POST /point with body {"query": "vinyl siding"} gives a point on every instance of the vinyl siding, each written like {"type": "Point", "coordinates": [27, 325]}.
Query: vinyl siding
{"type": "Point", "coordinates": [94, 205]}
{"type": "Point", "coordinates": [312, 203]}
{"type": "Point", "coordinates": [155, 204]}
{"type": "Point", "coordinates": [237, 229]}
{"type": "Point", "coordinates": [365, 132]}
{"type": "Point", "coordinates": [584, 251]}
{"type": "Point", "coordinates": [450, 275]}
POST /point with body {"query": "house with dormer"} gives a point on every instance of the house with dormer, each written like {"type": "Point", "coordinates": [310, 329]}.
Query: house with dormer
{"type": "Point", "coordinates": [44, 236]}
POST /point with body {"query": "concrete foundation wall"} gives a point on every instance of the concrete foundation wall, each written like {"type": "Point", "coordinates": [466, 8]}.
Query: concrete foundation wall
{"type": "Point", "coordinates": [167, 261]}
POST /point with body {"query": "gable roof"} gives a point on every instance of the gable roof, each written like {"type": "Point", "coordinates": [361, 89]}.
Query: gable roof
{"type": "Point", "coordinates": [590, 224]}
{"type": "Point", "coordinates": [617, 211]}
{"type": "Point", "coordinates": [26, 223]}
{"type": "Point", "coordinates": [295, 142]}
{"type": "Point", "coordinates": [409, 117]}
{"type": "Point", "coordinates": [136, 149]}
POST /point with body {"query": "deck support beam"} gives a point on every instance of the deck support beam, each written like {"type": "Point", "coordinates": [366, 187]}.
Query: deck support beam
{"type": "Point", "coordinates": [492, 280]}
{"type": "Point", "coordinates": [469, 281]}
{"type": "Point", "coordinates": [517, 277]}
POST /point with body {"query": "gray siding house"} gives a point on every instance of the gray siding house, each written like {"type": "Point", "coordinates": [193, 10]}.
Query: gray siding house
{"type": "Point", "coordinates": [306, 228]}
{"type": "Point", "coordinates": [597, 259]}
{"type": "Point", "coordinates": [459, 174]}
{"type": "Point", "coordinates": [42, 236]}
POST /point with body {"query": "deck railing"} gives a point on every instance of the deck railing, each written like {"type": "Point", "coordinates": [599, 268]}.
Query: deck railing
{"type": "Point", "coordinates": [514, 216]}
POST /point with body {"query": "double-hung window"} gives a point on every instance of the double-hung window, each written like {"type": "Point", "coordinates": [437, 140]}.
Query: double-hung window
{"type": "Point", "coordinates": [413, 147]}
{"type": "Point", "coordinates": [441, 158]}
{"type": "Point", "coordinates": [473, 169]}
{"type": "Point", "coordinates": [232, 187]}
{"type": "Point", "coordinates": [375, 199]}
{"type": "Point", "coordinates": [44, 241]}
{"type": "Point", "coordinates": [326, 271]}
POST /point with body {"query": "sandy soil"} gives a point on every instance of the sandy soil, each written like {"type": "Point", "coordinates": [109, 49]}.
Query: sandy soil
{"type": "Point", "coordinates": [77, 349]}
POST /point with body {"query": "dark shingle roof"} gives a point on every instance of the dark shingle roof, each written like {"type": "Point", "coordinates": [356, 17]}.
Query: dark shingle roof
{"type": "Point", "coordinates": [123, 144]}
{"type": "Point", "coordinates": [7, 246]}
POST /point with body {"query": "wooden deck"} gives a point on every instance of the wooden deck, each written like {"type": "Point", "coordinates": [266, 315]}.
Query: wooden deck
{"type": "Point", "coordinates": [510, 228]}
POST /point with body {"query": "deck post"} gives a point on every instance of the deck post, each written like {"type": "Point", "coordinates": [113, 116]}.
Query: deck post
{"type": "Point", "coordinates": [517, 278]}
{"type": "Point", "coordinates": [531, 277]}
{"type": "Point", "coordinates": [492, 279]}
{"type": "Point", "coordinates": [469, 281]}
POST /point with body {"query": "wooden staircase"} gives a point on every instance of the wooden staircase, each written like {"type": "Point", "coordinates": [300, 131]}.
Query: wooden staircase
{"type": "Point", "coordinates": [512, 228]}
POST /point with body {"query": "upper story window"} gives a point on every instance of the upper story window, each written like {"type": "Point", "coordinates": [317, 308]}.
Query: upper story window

**Problem to work on:** Lines holding "upper": please count them in the data above and reply with the number alone.

**Response area:** 2